TASK DESCRIPTION: Format every line of the material below as a JSON list of strings, one string per line, and omit any blank lines.

RECORDED INFORMATION:
════════════════

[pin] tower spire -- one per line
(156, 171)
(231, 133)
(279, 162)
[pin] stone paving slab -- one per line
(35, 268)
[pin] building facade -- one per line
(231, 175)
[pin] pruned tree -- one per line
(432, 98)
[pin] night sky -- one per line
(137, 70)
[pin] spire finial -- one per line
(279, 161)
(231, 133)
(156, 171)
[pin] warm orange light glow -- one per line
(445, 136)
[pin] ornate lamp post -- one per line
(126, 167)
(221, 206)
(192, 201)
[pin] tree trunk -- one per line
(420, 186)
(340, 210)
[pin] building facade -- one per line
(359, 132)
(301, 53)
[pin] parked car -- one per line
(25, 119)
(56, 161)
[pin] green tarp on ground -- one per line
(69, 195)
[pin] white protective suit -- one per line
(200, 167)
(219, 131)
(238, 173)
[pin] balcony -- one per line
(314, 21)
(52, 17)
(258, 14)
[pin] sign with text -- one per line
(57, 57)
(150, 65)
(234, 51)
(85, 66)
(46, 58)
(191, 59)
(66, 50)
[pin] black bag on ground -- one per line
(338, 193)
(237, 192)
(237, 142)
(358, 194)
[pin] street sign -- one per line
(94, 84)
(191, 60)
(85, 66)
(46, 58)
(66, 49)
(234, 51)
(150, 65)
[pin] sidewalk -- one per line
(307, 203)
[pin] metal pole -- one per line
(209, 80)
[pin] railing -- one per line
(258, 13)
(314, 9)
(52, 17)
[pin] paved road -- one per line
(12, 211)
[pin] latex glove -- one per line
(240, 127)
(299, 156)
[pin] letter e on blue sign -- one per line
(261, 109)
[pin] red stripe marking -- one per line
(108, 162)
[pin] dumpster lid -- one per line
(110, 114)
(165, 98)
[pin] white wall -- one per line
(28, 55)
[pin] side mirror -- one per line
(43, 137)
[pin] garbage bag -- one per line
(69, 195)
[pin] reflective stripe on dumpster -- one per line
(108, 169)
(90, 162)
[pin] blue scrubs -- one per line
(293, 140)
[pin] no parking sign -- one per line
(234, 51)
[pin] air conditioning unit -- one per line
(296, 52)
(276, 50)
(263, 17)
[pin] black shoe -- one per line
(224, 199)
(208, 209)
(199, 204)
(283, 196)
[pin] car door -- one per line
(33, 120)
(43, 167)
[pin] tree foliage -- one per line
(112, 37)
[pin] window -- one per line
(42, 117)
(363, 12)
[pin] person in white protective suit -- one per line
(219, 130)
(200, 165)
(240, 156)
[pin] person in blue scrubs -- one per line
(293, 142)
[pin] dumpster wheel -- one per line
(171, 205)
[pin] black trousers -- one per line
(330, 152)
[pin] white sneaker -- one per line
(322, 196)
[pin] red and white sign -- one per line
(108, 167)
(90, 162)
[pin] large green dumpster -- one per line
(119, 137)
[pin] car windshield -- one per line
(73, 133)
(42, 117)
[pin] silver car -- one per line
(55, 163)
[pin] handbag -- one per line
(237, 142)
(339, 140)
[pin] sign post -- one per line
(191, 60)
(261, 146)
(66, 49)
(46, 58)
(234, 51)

════════════════

RESPONSE TO THE TASK:
[
  "[pin] tower spire -- one per line",
  "(156, 171)",
  "(231, 133)",
  "(279, 162)",
  "[pin] stone paving slab -- one per line",
  "(35, 268)",
  "[pin] building facade -- one per line",
  "(231, 175)",
  "[pin] pruned tree -- one per line",
  "(432, 98)",
  "[pin] night sky -- one per line",
  "(137, 70)",
  "[pin] spire finial -- one per line",
  "(279, 161)",
  "(231, 133)",
  "(156, 171)",
  "[pin] warm orange light glow -- one per line",
  "(445, 136)",
  "[pin] ornate lamp post -- one per line",
  "(126, 167)",
  "(221, 206)",
  "(192, 201)",
  "[pin] tree trunk -- one per line",
  "(420, 186)",
  "(340, 210)",
  "[pin] building facade -- one per line",
  "(359, 132)",
  "(301, 53)",
  "[pin] parked car -- one per line",
  "(25, 119)",
  "(56, 161)",
  "[pin] green tarp on ground -- one per line",
  "(69, 195)",
  "[pin] white protective suit -- one per line",
  "(200, 167)",
  "(219, 131)",
  "(238, 173)",
  "[pin] balcony -- one per line",
  "(314, 21)",
  "(52, 17)",
  "(258, 14)",
  "[pin] sign with text -- one per line",
  "(57, 57)",
  "(150, 65)",
  "(234, 51)",
  "(85, 66)",
  "(46, 58)",
  "(191, 59)",
  "(66, 50)",
  "[pin] black bag on ground -- one per line",
  "(338, 193)",
  "(237, 192)",
  "(237, 142)",
  "(358, 194)",
  "[pin] street sign -- one per line",
  "(94, 84)",
  "(191, 60)",
  "(85, 66)",
  "(46, 58)",
  "(66, 49)",
  "(234, 51)",
  "(150, 65)",
  "[pin] sidewalk -- one per line",
  "(307, 203)",
  "[pin] metal pole -- one per line",
  "(209, 80)",
  "[pin] railing -- one per line",
  "(258, 13)",
  "(314, 9)",
  "(52, 17)",
  "[pin] paved road -- one per line",
  "(12, 211)",
  "[pin] latex glove -- one per line",
  "(240, 127)",
  "(299, 156)",
  "[pin] letter e on blue sign -- one per line",
  "(261, 109)",
  "[pin] red stripe marking -- one per line",
  "(108, 162)",
  "[pin] dumpster lid -- one per line",
  "(110, 114)",
  "(165, 98)",
  "[pin] white wall -- one per line",
  "(28, 55)",
  "[pin] side mirror -- one per line",
  "(43, 137)",
  "[pin] garbage bag -- one per line",
  "(69, 195)",
  "[pin] reflective stripe on dumpster -- one per line",
  "(108, 169)",
  "(90, 162)",
  "[pin] blue scrubs -- one per line",
  "(293, 140)",
  "[pin] no parking sign -- one per line",
  "(234, 51)",
  "[pin] air conditioning unit -- one per line",
  "(296, 52)",
  "(276, 50)",
  "(263, 17)",
  "[pin] black shoe -- one per line",
  "(224, 199)",
  "(208, 209)",
  "(199, 204)",
  "(283, 196)",
  "[pin] car door -- one per line",
  "(33, 120)",
  "(43, 167)",
  "[pin] tree foliage -- one per line",
  "(112, 37)",
  "[pin] window -- one per line",
  "(42, 117)",
  "(363, 12)",
  "[pin] person in white protective suit -- one per line",
  "(219, 130)",
  "(200, 165)",
  "(240, 156)",
  "[pin] person in blue scrubs -- one per line",
  "(293, 142)",
  "[pin] dumpster wheel -- one per line",
  "(171, 205)",
  "[pin] black trousers -- one per line",
  "(330, 152)",
  "[pin] white sneaker -- one per line",
  "(322, 196)",
  "[pin] red and white sign -- one per line",
  "(108, 167)",
  "(90, 162)",
  "[pin] large green dumpster -- one per line",
  "(119, 137)",
  "[pin] car windshield -- one per line",
  "(73, 133)",
  "(42, 117)",
  "[pin] silver car -- one per line",
  "(55, 163)",
  "[pin] handbag -- one per line",
  "(237, 142)",
  "(339, 140)",
  "[pin] sign post -- one per line",
  "(191, 60)",
  "(261, 146)",
  "(66, 49)",
  "(46, 58)",
  "(234, 51)"
]